> [任务说明]: 将材料自开头起至含有“negative clicks: (293, 504)”的那一行止（首尾两行均包括在内）改写为 Markdown 表格，设“序号”与“内容”两列，逐行填入行号及该行文字，空行不列入。

────────────────────────────────────────

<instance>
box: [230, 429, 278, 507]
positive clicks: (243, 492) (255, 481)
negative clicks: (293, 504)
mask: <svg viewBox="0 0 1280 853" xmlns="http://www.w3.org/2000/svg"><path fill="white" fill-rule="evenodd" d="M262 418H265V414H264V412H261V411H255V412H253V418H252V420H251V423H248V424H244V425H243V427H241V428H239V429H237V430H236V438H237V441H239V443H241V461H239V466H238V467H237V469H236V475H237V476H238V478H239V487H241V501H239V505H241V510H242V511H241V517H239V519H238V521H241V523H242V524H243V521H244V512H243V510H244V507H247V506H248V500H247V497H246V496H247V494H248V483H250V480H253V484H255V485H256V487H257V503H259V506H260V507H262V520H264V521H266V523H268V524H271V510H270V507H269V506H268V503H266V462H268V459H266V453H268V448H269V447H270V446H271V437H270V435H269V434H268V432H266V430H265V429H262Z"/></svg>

────────────────────────────────────────

> [练习答案]:
| 序号 | 内容 |
|---|---|
| 1 | <instance> |
| 2 | box: [230, 429, 278, 507] |
| 3 | positive clicks: (243, 492) (255, 481) |
| 4 | negative clicks: (293, 504) |